Point annotation records:
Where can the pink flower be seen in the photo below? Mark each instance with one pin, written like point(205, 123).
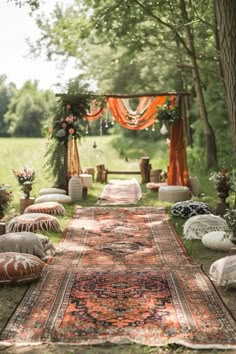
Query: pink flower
point(224, 171)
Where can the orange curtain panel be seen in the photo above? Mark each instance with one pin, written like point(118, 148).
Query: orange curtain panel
point(178, 169)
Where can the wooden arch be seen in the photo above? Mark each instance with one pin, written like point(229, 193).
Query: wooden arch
point(178, 169)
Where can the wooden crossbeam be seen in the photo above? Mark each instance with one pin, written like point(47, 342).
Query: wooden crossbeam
point(123, 172)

Aim:
Reproduce all the records with every "photo" swapped for "image" and everything else left the same. Leave the pictures out.

Complete answer:
Where can the pink flower be seen in the image below? Mark each instance with one pin, written like point(205, 123).
Query: pink flower
point(224, 171)
Where can the orange curtain panel be seen in the image above? Mark each instance with one pin, written like point(118, 148).
Query: orange curtain panel
point(178, 169)
Where can the wooden arch be seen in the image above? Mark each instance with one pin, written like point(229, 193).
Query: wooden arch
point(178, 169)
Where can the wooden crossbeam be seen in the image above? Mark each instance with one pin, written like point(47, 342).
Query: wooden crossbeam
point(123, 172)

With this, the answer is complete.